__Work task__. Please give the count of lines in the listing underneath that hold "instance", leaving out everything else.
***** Available data *****
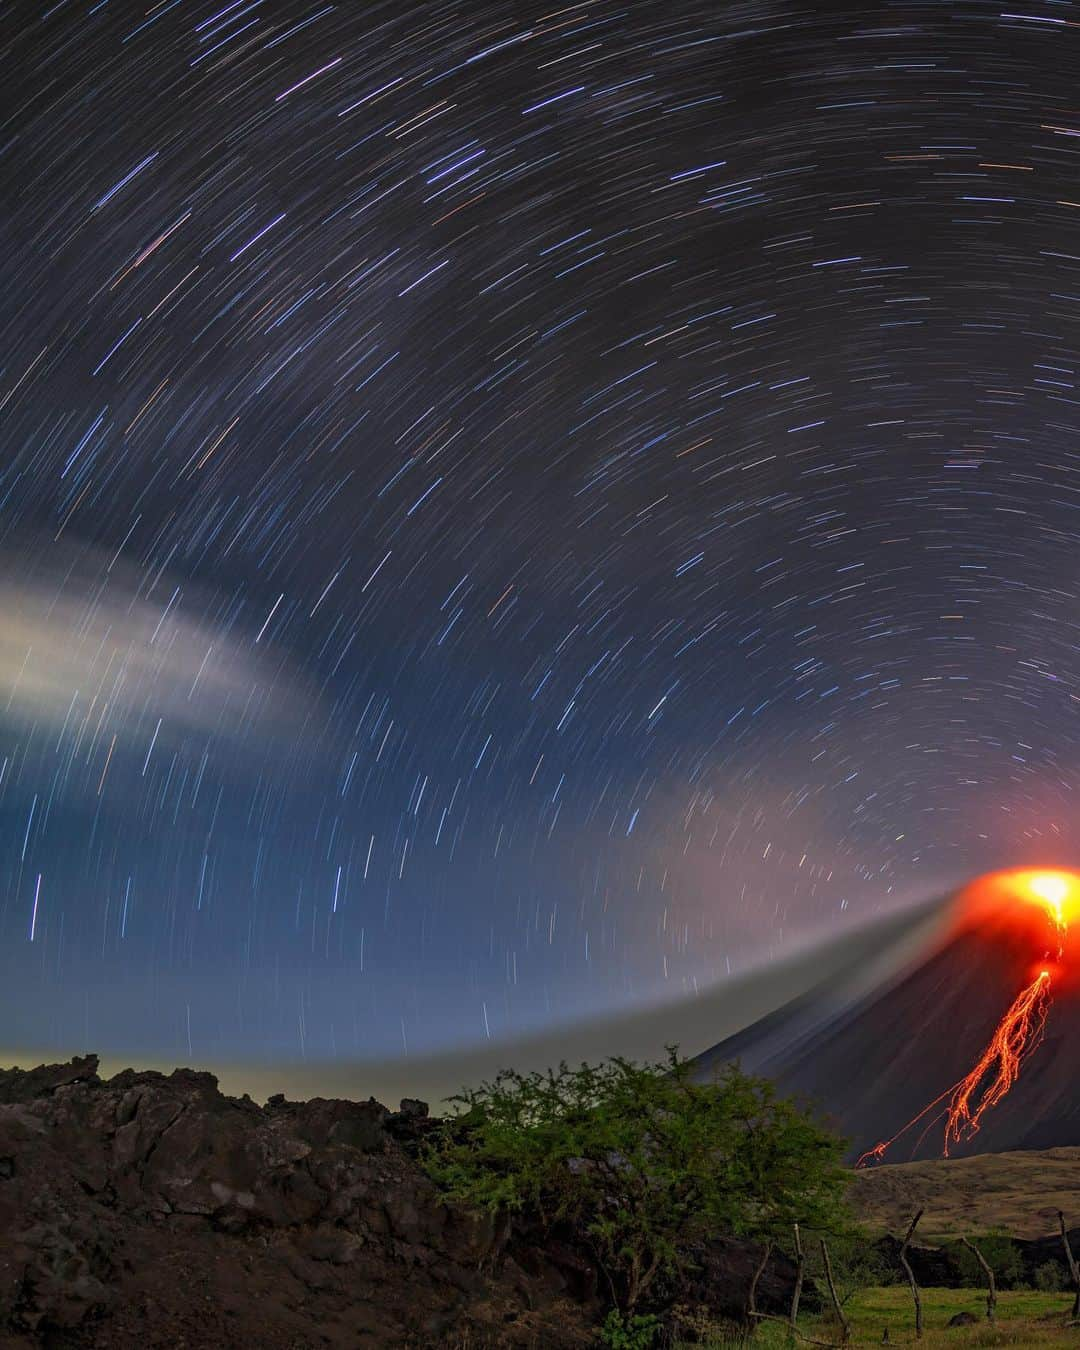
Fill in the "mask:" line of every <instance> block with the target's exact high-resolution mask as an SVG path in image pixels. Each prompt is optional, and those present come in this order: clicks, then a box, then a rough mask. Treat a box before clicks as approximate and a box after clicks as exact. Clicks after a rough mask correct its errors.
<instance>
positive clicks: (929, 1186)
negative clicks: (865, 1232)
mask: <svg viewBox="0 0 1080 1350" xmlns="http://www.w3.org/2000/svg"><path fill="white" fill-rule="evenodd" d="M850 1199H852V1206H853V1208H855V1211H856V1212H857V1215H859V1218H860V1219H861V1220H863V1222H864V1223H865V1224H867V1227H869V1228H871V1230H875V1231H887V1233H903V1228H904V1227H906V1226H907V1220H909V1219H910V1218H911V1215H913V1214H914V1212H915V1210H918V1208H925V1211H926V1215H925V1218H923V1220H922V1224H921V1231H922V1234H923V1238H925V1237H927V1235H930V1234H933V1235H934V1237H937V1235H941V1237H956V1235H960V1234H973V1233H991V1231H999V1233H1010V1234H1012V1237H1017V1238H1038V1237H1042V1235H1044V1234H1046V1233H1054V1231H1056V1230H1057V1211H1058V1210H1064V1211H1065V1218H1066V1220H1068V1223H1069V1227H1080V1149H1044V1150H1041V1152H1031V1153H987V1154H981V1156H979V1157H973V1158H948V1160H937V1161H934V1162H896V1164H890V1165H886V1166H880V1168H868V1169H865V1170H864V1172H856V1173H855V1179H853V1181H852V1192H850Z"/></svg>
*****
__Your solution__. 2